PROBLEM STATEMENT: From the records below, extract only the lines running from the line with "Target: carpeted stair tread" to the line with "Target: stair riser", both lines included, reproducing them exactly.

Stored data
= = = =

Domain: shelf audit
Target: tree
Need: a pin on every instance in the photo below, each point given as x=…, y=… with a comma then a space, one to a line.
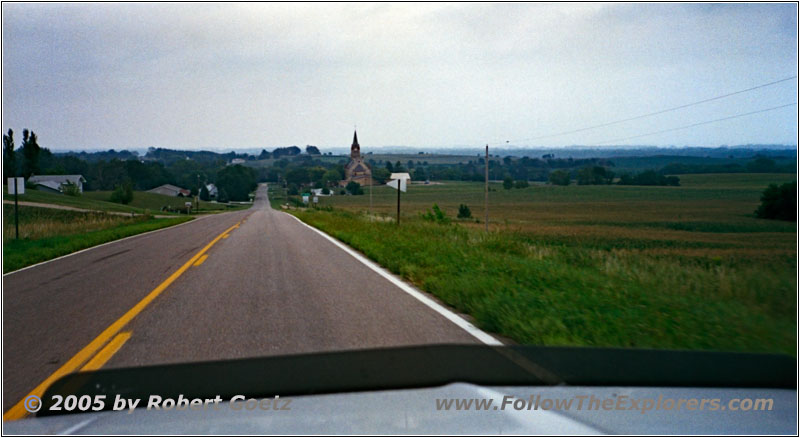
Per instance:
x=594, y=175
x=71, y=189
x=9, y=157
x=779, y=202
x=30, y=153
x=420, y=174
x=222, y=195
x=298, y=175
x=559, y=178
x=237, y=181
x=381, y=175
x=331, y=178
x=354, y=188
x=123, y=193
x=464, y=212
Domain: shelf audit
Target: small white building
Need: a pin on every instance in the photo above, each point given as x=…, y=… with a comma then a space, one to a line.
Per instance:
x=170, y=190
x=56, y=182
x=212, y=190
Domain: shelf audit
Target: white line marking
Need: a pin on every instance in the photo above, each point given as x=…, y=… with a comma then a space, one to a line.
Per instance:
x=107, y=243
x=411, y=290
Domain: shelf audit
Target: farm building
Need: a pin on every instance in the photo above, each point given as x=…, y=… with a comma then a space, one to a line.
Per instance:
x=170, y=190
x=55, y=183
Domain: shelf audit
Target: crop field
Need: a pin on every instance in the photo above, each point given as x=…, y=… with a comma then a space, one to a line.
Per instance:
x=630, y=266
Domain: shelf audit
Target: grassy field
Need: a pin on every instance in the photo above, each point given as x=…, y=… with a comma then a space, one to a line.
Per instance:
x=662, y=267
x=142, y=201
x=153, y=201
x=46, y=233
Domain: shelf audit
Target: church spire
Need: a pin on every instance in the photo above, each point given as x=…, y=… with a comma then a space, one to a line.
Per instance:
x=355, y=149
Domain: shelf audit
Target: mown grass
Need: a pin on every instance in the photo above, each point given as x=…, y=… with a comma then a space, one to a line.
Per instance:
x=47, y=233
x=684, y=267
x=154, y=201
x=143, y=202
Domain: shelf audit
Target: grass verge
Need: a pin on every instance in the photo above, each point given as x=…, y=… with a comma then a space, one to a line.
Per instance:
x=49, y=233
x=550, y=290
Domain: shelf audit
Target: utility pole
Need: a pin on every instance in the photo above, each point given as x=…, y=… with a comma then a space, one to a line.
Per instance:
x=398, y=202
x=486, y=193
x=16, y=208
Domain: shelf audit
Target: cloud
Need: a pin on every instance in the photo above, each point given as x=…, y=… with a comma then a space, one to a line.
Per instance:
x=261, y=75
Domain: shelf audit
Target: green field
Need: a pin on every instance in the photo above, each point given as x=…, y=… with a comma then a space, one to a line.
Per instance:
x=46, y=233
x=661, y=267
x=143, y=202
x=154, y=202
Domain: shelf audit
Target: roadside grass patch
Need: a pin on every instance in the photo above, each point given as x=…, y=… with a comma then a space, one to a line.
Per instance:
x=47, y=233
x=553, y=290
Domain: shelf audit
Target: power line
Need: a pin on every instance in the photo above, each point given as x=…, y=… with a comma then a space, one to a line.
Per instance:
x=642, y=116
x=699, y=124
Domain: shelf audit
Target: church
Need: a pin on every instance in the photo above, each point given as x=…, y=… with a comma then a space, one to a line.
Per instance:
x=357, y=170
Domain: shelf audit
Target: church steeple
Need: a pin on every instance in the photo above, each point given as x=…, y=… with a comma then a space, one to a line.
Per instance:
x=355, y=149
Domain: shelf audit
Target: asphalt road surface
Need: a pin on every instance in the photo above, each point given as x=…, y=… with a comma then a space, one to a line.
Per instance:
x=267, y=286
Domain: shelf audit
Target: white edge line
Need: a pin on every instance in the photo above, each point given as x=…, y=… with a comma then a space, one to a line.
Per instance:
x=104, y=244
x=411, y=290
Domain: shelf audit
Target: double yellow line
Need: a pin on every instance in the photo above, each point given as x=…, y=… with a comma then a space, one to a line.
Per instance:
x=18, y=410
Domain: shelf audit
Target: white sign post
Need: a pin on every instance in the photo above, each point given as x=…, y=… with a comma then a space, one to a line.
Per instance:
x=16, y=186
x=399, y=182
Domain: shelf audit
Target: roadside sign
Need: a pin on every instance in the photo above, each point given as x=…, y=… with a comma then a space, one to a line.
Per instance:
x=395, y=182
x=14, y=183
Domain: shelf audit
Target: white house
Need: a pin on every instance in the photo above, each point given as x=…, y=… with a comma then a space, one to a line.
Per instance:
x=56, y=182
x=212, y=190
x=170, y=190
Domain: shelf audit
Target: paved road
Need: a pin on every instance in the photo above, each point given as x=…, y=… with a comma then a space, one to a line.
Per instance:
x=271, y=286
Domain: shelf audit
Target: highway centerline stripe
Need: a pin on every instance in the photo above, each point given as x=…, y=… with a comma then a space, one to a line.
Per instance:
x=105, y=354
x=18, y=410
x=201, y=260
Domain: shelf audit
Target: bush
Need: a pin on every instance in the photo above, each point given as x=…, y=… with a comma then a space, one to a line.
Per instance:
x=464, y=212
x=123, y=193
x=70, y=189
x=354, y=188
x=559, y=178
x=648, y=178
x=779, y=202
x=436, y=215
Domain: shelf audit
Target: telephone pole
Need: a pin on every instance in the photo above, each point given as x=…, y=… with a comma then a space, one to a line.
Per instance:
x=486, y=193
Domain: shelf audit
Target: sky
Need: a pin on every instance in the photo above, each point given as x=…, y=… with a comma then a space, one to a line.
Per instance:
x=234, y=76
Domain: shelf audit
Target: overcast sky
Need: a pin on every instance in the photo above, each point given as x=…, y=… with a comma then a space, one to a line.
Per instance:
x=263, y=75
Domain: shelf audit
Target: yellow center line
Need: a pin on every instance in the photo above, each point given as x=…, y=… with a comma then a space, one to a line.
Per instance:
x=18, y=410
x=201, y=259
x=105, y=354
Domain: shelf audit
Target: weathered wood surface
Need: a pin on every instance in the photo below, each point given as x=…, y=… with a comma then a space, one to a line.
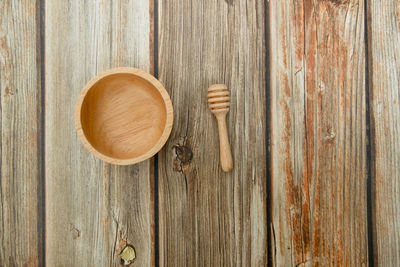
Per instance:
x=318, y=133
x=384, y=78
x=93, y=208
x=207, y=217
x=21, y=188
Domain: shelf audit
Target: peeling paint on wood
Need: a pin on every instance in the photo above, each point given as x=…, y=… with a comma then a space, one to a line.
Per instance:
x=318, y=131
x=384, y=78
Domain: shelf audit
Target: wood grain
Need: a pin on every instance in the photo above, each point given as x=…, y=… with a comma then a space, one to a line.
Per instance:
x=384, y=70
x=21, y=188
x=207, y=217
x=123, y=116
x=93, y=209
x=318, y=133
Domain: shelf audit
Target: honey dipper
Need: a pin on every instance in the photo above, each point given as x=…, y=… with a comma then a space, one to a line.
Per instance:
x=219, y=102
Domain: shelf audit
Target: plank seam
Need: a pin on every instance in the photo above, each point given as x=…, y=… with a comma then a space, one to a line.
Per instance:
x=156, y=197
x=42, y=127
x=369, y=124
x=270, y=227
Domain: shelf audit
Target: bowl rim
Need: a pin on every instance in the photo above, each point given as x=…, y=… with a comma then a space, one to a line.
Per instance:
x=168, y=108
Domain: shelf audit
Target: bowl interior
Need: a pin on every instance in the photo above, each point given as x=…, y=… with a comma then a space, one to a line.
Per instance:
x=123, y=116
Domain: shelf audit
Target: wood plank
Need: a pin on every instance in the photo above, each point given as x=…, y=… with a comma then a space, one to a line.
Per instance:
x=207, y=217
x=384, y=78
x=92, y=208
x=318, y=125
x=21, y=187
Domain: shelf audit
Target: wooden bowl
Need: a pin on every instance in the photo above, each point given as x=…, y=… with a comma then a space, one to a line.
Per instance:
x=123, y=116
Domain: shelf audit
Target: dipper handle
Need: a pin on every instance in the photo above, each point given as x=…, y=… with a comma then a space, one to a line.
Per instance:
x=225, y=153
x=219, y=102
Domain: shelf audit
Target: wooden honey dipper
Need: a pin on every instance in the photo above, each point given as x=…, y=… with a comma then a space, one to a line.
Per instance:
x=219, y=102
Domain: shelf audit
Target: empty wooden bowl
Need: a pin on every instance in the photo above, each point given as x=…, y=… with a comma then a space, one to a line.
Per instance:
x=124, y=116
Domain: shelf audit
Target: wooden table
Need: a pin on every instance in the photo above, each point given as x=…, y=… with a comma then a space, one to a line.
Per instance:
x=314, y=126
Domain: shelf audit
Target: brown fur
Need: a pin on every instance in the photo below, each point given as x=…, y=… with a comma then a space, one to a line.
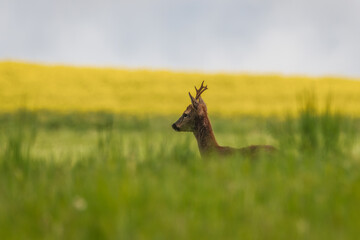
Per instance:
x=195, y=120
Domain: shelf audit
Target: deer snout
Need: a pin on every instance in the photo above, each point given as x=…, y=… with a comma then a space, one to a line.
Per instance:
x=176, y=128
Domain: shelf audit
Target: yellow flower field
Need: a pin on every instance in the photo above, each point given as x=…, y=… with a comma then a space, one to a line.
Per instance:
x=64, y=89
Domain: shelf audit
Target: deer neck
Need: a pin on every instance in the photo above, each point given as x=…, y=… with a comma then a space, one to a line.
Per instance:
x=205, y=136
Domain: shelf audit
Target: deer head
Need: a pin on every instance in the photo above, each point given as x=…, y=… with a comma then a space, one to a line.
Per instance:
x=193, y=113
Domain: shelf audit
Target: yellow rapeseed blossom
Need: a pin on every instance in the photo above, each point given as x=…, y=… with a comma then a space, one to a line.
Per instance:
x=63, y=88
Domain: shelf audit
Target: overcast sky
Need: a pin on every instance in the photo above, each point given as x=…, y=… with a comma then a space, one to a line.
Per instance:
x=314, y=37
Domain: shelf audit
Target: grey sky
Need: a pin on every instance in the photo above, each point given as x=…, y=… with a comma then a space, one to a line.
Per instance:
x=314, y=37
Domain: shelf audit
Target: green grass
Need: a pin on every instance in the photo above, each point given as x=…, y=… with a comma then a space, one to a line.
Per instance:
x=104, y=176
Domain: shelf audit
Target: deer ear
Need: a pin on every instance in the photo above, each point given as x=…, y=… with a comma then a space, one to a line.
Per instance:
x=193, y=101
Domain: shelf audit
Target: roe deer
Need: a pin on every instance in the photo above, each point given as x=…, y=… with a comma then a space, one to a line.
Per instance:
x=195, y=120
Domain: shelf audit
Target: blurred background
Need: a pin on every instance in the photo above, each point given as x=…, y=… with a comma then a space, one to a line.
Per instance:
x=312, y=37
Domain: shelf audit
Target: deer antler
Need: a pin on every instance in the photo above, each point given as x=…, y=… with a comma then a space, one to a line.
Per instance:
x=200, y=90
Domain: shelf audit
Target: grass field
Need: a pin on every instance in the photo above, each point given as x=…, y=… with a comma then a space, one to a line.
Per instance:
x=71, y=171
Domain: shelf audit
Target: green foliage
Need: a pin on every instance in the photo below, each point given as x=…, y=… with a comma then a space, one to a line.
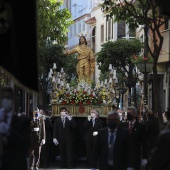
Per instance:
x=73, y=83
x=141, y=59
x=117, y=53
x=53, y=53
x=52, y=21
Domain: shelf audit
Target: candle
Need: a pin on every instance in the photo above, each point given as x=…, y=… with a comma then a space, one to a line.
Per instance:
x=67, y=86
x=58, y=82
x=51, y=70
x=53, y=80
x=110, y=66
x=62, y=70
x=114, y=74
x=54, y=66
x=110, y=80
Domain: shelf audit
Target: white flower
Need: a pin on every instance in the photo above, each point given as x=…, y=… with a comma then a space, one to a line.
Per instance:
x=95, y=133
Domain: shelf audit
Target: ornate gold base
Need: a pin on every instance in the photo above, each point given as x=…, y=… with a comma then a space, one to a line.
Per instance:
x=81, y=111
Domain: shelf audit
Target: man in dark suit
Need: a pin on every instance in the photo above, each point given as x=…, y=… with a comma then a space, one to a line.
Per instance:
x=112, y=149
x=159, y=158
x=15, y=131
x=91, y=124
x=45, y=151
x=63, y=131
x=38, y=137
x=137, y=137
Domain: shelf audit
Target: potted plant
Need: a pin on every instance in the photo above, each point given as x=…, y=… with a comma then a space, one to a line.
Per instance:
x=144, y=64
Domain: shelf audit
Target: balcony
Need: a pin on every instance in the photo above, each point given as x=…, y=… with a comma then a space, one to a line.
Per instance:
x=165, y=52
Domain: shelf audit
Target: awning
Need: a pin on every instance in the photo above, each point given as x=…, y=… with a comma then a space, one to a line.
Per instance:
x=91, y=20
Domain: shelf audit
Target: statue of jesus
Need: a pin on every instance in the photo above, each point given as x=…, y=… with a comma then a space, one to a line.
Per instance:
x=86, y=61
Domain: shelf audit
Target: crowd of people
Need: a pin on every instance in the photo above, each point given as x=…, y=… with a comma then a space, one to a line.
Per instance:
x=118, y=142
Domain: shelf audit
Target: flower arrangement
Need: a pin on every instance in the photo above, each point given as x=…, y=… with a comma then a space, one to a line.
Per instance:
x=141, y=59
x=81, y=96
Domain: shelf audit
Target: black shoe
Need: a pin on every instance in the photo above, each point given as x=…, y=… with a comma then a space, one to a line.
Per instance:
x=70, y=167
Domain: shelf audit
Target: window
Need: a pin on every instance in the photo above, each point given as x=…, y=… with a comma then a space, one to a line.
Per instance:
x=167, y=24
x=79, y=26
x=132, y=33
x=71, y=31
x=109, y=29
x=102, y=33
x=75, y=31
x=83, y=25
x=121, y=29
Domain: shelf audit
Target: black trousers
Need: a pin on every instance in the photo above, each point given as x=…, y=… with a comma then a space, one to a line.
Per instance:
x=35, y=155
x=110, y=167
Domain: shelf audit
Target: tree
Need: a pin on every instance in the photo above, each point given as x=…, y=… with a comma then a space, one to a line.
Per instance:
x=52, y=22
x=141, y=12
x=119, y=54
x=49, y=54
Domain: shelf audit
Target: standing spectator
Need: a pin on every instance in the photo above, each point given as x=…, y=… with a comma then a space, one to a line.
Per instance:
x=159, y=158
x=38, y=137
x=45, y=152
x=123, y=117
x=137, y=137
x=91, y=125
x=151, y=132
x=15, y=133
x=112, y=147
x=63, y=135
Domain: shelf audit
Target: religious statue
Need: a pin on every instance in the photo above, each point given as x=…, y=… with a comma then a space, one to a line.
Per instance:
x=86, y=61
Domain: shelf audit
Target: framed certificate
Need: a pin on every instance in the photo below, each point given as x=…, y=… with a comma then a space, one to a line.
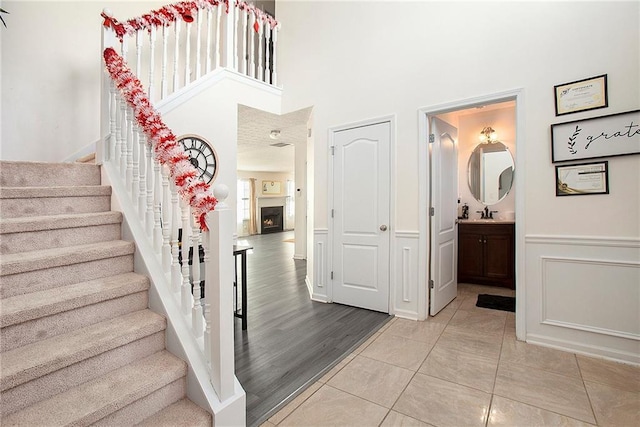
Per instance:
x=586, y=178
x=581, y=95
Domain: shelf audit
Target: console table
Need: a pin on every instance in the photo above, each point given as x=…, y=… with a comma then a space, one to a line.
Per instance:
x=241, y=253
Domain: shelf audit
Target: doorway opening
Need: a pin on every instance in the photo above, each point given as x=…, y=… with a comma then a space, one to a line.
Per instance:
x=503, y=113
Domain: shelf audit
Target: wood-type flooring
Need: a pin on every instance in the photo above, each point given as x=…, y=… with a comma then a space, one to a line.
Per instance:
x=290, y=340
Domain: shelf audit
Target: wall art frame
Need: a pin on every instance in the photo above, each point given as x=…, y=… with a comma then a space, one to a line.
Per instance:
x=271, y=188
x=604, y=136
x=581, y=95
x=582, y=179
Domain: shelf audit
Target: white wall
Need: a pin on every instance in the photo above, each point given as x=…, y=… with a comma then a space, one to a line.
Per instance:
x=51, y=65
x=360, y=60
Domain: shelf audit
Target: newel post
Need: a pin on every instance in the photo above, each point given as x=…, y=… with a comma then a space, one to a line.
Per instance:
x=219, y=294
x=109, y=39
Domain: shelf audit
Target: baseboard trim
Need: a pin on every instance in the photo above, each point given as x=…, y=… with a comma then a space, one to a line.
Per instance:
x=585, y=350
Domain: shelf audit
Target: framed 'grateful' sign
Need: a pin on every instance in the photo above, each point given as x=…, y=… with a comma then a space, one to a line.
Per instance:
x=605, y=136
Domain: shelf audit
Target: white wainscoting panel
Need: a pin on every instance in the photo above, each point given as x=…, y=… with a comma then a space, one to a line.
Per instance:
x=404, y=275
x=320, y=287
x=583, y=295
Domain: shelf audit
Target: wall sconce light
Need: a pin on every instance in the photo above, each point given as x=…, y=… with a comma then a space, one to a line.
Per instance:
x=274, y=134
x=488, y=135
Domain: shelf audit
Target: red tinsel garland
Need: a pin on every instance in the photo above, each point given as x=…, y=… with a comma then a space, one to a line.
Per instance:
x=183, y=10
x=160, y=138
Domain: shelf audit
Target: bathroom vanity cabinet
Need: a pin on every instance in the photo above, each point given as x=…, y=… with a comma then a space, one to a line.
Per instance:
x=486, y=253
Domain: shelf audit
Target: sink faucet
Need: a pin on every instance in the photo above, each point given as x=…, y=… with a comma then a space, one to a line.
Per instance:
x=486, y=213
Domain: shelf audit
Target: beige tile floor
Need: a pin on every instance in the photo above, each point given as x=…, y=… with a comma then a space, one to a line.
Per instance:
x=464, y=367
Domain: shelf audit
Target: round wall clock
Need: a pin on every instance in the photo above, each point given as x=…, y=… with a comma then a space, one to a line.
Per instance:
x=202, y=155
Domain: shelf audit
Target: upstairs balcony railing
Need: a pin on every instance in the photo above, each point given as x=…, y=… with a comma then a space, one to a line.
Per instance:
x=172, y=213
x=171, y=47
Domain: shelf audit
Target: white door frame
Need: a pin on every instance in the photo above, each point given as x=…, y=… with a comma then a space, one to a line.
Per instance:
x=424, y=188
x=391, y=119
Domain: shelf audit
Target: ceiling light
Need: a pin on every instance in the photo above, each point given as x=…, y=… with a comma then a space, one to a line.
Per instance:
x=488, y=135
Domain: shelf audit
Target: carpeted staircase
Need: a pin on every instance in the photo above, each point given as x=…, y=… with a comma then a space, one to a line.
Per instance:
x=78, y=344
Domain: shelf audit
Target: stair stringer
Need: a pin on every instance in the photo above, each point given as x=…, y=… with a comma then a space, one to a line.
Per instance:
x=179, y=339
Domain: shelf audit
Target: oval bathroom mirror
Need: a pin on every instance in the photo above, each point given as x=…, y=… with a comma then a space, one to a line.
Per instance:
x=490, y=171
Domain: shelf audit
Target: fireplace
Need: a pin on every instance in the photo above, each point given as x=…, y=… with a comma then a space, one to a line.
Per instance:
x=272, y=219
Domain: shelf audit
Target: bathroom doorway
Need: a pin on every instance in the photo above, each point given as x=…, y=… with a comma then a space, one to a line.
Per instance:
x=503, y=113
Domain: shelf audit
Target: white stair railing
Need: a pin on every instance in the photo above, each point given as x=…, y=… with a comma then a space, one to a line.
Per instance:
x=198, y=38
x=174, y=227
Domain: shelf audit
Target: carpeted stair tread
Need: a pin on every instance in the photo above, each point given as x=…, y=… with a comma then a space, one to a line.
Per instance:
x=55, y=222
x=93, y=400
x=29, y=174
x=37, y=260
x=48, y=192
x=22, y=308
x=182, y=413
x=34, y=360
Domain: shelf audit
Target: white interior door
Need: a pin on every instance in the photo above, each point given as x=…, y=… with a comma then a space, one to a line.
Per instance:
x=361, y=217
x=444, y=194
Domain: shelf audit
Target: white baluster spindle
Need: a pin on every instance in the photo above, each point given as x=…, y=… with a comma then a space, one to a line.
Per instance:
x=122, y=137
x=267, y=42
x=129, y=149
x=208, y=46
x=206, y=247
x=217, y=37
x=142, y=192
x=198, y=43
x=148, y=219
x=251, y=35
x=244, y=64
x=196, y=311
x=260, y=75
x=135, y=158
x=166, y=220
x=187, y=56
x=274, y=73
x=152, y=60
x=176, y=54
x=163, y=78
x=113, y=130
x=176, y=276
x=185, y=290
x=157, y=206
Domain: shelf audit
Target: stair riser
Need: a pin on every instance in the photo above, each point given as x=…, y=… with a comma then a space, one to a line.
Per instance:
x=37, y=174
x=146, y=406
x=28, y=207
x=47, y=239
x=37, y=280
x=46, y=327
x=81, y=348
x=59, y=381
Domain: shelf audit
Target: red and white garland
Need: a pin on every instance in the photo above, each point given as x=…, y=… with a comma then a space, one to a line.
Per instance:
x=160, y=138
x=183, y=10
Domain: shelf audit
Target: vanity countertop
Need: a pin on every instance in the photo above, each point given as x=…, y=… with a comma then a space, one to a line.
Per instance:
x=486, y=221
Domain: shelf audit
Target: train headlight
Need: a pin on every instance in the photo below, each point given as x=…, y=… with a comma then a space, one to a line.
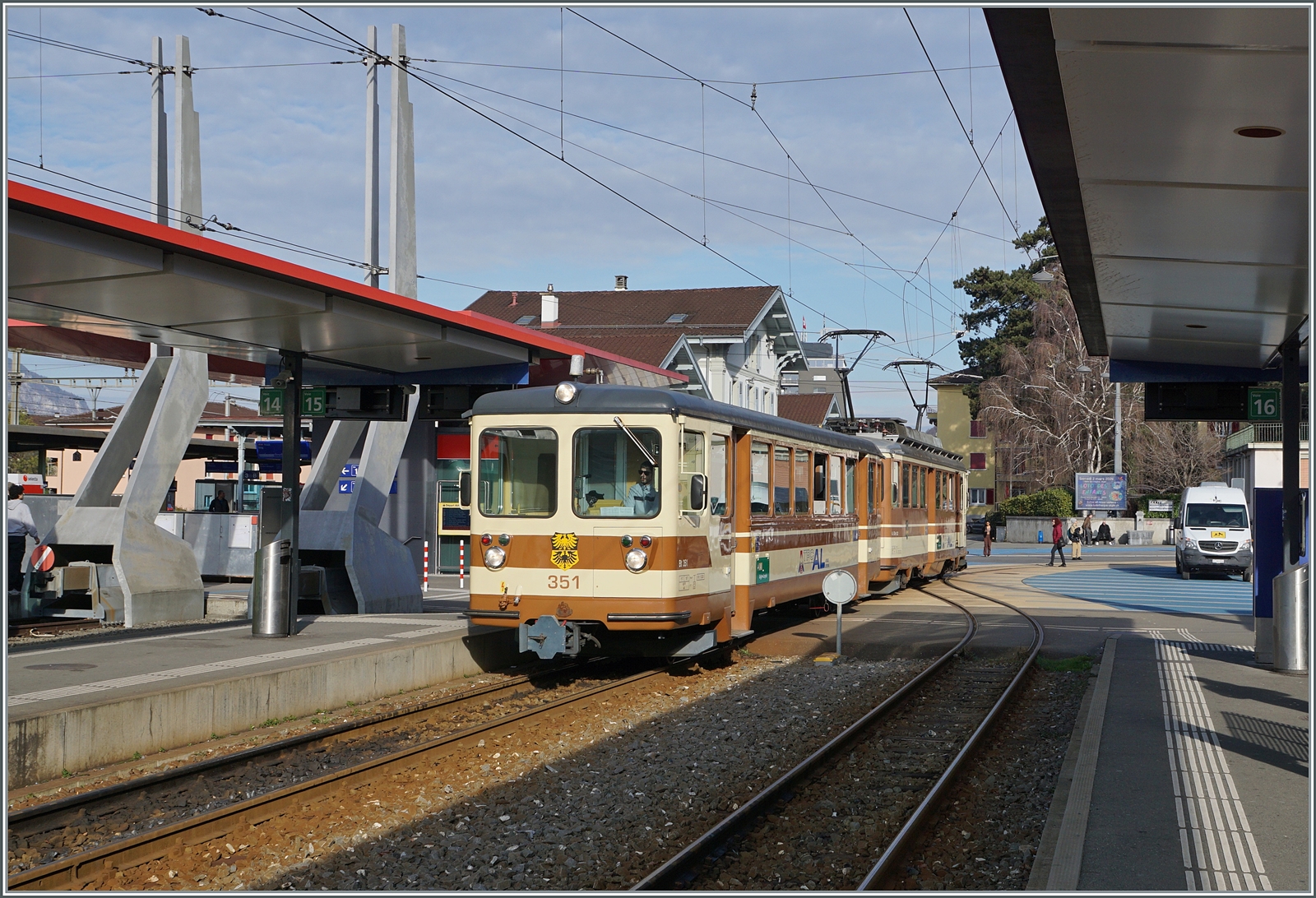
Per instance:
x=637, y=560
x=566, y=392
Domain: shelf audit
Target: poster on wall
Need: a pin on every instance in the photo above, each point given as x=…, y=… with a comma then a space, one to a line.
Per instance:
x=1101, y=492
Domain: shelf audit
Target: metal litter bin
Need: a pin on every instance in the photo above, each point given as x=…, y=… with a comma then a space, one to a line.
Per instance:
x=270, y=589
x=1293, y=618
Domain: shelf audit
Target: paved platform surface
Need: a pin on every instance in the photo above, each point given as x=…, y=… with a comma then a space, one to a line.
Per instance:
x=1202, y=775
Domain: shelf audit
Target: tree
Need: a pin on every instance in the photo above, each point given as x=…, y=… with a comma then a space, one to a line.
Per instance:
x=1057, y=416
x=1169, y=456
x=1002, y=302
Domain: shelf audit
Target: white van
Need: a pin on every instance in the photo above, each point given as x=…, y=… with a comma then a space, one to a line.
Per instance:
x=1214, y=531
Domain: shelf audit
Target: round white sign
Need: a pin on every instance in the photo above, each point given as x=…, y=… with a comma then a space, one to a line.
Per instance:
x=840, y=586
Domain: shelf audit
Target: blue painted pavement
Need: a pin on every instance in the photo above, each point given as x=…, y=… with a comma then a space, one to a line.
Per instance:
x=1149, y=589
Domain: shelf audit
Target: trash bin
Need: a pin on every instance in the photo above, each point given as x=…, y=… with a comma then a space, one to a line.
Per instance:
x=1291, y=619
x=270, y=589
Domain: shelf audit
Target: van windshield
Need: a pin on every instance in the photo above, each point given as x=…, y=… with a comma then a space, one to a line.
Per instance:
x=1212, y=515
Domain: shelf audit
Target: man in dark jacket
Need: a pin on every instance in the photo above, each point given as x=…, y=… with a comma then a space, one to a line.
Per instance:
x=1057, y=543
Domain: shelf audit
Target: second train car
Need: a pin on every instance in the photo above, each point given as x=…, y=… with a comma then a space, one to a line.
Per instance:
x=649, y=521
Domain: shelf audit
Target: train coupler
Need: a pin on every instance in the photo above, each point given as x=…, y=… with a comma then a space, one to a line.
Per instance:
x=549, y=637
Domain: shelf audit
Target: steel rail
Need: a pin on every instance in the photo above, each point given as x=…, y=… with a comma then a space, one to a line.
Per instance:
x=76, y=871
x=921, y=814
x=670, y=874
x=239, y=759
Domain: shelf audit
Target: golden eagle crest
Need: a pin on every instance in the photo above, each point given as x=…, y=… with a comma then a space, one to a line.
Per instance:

= = = =

SOLUTION TO THIS EXERCISE:
Target: carpeted stair tread
Need: a pin on every instance in the photo above, each point given as x=…, y=… with a comma then a space, one to a line.
Per instance:
x=55, y=222
x=93, y=400
x=29, y=174
x=37, y=260
x=48, y=192
x=22, y=308
x=182, y=413
x=34, y=360
Domain: shelf audit
Target: white interior door
Need: a pin on every instance in the photo above, each point given as x=…, y=… with a comma then a space, one to a line.
Per instance:
x=361, y=217
x=444, y=194
Domain: shelf audit
Target: white baluster spindle
Need: a pin on every instance in the photo above, each point given as x=…, y=… with a comma then a space, one to a line.
Per instance:
x=122, y=137
x=267, y=42
x=129, y=149
x=208, y=46
x=206, y=247
x=217, y=37
x=142, y=192
x=198, y=43
x=148, y=219
x=251, y=35
x=244, y=64
x=196, y=311
x=260, y=75
x=135, y=158
x=166, y=220
x=187, y=56
x=274, y=73
x=152, y=60
x=176, y=54
x=163, y=78
x=113, y=130
x=176, y=276
x=185, y=290
x=157, y=206
Domain: shelf audit
Target: stair riser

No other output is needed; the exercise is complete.